SOURCE INFORMATION:
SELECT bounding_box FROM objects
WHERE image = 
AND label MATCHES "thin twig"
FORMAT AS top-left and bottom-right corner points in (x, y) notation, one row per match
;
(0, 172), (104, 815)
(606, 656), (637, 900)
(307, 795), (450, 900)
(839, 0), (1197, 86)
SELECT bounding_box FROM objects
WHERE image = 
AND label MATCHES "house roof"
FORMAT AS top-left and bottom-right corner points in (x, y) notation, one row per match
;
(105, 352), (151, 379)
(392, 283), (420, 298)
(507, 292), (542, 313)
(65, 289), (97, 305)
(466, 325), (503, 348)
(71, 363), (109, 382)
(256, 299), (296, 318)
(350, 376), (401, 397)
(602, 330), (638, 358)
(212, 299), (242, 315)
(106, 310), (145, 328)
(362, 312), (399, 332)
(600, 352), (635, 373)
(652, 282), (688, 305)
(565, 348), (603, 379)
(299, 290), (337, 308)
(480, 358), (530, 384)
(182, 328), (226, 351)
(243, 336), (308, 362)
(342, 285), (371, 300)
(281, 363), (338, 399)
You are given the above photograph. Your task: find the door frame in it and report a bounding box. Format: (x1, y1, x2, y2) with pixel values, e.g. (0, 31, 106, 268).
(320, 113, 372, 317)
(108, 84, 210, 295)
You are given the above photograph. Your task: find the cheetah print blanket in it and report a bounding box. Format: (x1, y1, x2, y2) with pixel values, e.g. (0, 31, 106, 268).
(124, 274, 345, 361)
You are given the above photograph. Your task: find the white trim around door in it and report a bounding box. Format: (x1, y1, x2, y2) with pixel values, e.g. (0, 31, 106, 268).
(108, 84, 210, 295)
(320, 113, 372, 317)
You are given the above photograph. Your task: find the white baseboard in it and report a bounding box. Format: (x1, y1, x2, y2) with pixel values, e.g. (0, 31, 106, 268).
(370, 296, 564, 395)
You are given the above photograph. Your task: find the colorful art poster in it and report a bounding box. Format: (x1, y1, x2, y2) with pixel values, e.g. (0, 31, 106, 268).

WHAT THE EXERCISE ASKS: Your task is to reproduce all the data exactly as shown.

THE COMPLETED TASK:
SELECT bounding_box FROM objects
WHERE image = 
AND label MATCHES "thin twig"
FORMAT AS top-left and bottom-right corner points in (x, y) notation, one row per match
;
(0, 172), (104, 815)
(606, 656), (637, 900)
(307, 795), (450, 900)
(839, 0), (1197, 86)
SELECT bounding_box FROM objects
WHERE image = 
AND label MATCHES "house roof"
FORMAT AS top-left and bottom-right corner points in (x, y) notation, one row per match
;
(105, 352), (151, 379)
(392, 283), (420, 298)
(507, 292), (542, 313)
(65, 289), (97, 305)
(466, 325), (503, 348)
(71, 363), (109, 382)
(256, 299), (296, 318)
(350, 376), (401, 397)
(602, 330), (638, 358)
(212, 299), (242, 315)
(106, 310), (145, 328)
(362, 312), (399, 332)
(600, 352), (635, 373)
(652, 282), (688, 305)
(565, 348), (603, 379)
(299, 290), (337, 308)
(480, 358), (530, 384)
(182, 328), (226, 351)
(243, 336), (308, 362)
(342, 285), (371, 300)
(281, 363), (338, 399)
You are given the above photograph. Your task: find the door frame in it and report a bounding box. Format: (x1, y1, x2, y2) with pixel values, e.g. (0, 31, 106, 268).
(320, 113, 372, 317)
(108, 84, 210, 295)
You are given the above photograph. Your task: find the cheetah print blanket in it and report a bounding box. Format: (x1, y1, x2, y2) with pixel values, e.g. (0, 31, 106, 268).
(124, 274, 345, 361)
You are given the above photograph. Your task: find the white trim around door in it and report a bounding box. Format: (x1, y1, x2, y2) with pixel values, e.g. (0, 31, 106, 268).
(108, 84, 210, 295)
(320, 113, 372, 317)
You are given the above photograph. Your task: find the white baseboard in it and report a bounding box. Format: (x1, y1, x2, y2) with pixel values, e.g. (0, 31, 106, 268).
(370, 296, 564, 395)
You are given the above photograph. Your task: find the colorful art poster in it and report a bounding box. Format: (x1, y1, x2, y2) with pixel values, e.g. (0, 31, 106, 268).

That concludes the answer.